ミシェル・ヨー 2022年3月 ロサンゼルスで撮影 MICHAEL TRAN/AFP/GETTY IMAGES
「まず気になったのは、父の反応でした」。目を見開いて、口元を震わせる真似をしながら、彼女はそう言った。「イングランド留学とは次元の違う話ですから。留学する時は、最終的にはマレーシアに戻ってきて自分のバレエスクールを開くつもりでいました。地に足のついた生活を想定していたんです。私の父は弁護士ですが、ものすごく口数が少ないんです。だから彼が発言する時は、それがすごく重要であることを意味していました。まず間違いなく、『ダメだ』の一言で片付けられるだろうと思っていました。でも話を切り出さないことには答えを出せないので……」
----------------------------------------
▶ _課題の内容_
1: 本文のうち、「ミシェル・ヨー 2022年3月 ロサンゼルスで撮影」を含む語句で始まり「には答えを出せないので……」」で終わる部分を、一字一句変えずに書き写してください。
2: 本文によると、話し手の父親の職業は何ですか。
データはこの課題では一切使いません。

▶ _データ抜粋_
----------------------------------------
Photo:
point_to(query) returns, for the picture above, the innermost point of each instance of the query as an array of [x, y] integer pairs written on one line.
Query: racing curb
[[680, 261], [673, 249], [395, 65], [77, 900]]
----------------------------------------
▶ _課題の解答_
1:
ミシェル・ヨー 2022年3月 ロサンゼルスで撮影 MICHAEL TRAN/AFP/GETTY IMAGES
「まず気になったのは、父の反応でした」。目を見開いて、口元を震わせる真似をしながら、彼女はそう言った。「イングランド留学とは次元の違う話ですから。留学する時は、最終的にはマレーシアに戻ってきて自分のバレエスクールを開くつもりでいました。地に足のついた生活を想定していたんです。私の父は弁護士ですが、ものすごく口数が少ないんです。だから彼が発言する時は、それがすごく重要であることを意味していました。まず間違いなく、『ダメだ』の一言で片付けられるだろうと思っていました。でも話を切り出さないことには答えを出せないので……」

2: 話し手の父親は弁護士です。